== Material for this task ==
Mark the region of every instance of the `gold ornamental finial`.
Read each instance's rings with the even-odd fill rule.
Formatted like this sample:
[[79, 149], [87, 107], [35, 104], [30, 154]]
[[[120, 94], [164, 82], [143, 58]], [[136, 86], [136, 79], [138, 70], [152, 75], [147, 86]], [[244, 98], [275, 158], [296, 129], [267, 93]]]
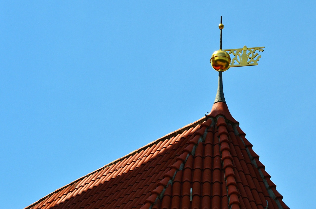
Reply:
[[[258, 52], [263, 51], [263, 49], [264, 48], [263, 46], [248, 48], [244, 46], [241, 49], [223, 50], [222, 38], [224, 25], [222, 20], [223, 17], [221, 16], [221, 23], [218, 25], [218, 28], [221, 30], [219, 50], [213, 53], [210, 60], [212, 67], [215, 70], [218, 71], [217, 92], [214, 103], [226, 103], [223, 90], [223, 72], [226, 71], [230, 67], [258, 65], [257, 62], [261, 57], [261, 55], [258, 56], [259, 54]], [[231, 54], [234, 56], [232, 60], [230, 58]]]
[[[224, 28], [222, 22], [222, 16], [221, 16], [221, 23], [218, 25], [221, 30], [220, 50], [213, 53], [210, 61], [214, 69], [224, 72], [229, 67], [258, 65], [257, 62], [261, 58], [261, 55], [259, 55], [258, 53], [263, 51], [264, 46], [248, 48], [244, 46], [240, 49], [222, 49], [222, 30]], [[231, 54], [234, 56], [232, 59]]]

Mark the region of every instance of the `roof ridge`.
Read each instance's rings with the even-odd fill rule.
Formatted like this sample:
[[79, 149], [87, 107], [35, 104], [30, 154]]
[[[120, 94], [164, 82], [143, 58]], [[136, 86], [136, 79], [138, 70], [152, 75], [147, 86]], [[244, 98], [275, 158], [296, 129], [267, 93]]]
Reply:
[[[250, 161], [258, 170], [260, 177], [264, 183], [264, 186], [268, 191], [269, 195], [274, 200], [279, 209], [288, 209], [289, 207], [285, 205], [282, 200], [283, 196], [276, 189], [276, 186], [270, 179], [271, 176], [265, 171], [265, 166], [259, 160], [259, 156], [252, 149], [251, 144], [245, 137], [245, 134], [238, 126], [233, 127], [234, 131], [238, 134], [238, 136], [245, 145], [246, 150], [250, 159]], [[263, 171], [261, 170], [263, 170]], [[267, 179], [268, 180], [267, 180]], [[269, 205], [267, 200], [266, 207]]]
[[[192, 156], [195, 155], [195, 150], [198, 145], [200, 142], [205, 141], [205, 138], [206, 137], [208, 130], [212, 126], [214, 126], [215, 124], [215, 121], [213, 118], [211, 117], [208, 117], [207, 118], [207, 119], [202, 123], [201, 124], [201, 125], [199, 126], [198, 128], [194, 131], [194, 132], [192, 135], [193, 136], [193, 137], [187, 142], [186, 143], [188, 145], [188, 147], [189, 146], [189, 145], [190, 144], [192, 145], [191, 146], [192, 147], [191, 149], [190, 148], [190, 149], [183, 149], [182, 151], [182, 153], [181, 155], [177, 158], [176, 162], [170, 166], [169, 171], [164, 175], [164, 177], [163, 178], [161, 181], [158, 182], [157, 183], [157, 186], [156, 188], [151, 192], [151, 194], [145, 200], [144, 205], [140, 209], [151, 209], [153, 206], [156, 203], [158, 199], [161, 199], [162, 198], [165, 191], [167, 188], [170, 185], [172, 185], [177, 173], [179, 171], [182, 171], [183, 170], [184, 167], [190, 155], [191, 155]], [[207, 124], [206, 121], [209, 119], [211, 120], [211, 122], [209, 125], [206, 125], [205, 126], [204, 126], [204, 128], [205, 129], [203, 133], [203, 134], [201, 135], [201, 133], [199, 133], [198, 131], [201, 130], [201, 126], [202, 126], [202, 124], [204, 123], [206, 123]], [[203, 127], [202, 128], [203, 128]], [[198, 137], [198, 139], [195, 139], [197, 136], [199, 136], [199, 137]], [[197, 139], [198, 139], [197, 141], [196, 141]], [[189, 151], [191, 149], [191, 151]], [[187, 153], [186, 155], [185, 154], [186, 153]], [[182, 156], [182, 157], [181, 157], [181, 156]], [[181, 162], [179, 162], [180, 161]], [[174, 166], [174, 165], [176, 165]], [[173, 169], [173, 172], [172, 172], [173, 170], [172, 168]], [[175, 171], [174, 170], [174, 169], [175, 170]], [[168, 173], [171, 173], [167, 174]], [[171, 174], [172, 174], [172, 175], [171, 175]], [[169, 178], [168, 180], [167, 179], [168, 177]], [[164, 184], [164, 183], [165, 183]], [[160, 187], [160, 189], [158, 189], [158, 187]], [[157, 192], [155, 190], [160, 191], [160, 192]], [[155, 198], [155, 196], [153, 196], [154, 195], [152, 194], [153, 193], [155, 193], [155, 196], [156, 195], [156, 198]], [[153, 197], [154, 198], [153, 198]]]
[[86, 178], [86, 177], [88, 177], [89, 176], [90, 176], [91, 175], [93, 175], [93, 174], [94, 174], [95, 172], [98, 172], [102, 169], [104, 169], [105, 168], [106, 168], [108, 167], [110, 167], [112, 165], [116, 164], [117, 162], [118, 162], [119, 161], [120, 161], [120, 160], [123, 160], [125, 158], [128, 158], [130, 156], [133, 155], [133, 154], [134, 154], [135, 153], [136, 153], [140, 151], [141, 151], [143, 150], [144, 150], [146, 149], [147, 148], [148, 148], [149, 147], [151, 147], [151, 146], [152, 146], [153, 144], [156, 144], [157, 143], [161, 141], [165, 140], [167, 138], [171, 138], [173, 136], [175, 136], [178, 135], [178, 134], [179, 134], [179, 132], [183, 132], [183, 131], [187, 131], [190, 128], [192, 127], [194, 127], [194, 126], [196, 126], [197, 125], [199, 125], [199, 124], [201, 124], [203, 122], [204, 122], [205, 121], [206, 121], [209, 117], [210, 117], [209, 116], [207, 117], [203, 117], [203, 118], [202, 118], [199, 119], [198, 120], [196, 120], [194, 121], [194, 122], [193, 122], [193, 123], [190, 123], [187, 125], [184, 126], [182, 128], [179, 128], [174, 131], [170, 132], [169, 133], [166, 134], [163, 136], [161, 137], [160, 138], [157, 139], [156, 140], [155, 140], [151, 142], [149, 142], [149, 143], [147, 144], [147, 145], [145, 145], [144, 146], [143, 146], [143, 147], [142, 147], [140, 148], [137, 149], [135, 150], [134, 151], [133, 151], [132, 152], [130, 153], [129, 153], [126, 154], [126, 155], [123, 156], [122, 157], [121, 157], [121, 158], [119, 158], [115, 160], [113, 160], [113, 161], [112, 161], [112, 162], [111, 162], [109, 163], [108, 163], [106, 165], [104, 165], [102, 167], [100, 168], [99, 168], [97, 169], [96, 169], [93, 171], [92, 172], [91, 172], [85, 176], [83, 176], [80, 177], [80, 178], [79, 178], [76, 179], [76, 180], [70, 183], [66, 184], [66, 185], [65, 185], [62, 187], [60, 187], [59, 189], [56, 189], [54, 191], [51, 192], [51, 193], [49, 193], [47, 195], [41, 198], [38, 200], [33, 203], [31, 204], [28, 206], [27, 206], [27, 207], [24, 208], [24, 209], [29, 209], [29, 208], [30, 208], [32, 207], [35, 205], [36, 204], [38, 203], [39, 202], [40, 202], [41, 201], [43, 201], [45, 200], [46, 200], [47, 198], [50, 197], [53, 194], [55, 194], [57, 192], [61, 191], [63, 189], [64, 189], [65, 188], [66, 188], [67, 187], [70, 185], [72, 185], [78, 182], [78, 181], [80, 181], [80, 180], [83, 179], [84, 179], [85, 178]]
===
== Material for this task ==
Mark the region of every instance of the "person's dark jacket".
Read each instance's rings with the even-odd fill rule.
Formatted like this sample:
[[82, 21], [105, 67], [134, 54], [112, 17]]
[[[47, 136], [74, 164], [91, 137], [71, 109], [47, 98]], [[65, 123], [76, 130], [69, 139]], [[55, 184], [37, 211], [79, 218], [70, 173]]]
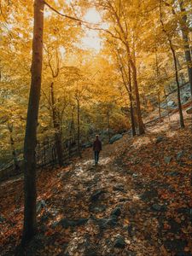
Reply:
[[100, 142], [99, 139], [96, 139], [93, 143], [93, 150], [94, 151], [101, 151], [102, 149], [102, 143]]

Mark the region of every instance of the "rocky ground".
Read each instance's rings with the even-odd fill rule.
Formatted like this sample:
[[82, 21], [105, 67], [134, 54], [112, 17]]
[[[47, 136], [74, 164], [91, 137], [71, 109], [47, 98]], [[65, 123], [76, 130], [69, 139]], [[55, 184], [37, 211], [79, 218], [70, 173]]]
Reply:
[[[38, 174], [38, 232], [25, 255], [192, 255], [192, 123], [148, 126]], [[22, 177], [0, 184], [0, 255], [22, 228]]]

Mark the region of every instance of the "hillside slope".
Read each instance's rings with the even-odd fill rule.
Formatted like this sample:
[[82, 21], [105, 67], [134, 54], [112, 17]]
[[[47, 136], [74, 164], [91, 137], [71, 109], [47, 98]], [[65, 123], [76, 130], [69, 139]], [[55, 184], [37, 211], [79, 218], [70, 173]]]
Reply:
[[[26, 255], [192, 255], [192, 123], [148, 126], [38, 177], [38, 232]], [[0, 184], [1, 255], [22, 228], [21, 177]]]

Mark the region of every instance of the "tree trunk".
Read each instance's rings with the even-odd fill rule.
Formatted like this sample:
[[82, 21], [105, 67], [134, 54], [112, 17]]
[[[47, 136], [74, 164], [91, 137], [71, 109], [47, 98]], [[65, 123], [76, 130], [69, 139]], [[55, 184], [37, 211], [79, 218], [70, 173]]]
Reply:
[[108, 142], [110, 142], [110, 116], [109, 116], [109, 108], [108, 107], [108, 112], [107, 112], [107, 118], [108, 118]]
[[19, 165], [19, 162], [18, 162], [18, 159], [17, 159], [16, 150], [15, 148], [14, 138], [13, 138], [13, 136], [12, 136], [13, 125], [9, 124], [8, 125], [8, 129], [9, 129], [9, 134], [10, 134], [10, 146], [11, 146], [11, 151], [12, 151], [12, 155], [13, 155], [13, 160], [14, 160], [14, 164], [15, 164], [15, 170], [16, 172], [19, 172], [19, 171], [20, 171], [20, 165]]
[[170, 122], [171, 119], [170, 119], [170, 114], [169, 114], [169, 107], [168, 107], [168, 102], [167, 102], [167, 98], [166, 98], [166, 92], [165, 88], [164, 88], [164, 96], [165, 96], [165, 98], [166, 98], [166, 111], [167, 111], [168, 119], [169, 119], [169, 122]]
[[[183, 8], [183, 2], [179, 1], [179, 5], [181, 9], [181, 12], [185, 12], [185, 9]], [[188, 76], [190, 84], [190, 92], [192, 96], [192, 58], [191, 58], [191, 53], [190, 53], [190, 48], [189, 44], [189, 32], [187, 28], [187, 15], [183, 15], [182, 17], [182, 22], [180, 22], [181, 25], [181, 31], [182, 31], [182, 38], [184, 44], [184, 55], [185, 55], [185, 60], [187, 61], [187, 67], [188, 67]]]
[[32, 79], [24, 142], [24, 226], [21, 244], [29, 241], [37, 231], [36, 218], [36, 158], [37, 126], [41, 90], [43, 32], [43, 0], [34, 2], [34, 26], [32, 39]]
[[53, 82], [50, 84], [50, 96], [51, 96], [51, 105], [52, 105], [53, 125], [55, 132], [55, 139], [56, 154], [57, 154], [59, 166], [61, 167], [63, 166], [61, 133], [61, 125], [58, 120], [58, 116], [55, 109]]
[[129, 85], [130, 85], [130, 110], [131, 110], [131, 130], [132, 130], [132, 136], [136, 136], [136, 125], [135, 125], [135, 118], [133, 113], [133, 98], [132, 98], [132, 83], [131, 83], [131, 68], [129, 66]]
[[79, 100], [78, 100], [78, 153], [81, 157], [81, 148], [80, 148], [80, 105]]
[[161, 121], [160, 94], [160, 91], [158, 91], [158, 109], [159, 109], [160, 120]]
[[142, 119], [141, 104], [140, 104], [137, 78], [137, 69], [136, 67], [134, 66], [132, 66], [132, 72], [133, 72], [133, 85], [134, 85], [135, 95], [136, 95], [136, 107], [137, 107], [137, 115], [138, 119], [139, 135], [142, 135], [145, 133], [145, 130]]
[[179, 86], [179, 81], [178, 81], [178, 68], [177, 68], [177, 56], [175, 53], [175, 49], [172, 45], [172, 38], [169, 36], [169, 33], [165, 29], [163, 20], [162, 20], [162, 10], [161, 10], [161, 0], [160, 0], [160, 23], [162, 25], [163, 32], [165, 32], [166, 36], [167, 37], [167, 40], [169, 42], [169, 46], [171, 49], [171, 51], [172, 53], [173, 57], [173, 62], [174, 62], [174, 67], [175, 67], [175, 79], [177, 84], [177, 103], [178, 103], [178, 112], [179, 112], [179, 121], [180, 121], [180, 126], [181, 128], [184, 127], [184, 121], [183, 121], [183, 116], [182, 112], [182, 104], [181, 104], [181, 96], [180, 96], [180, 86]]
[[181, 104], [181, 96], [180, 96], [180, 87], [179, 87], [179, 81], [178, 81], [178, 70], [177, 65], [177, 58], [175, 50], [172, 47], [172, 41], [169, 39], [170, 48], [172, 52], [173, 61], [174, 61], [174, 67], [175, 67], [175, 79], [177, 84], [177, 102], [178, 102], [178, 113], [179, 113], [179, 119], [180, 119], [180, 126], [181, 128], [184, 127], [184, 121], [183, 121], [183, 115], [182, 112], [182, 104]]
===
* **Task**:
Tally the lines above that contain the word "every". Reply with the number alone.

* **Worked solution**:
6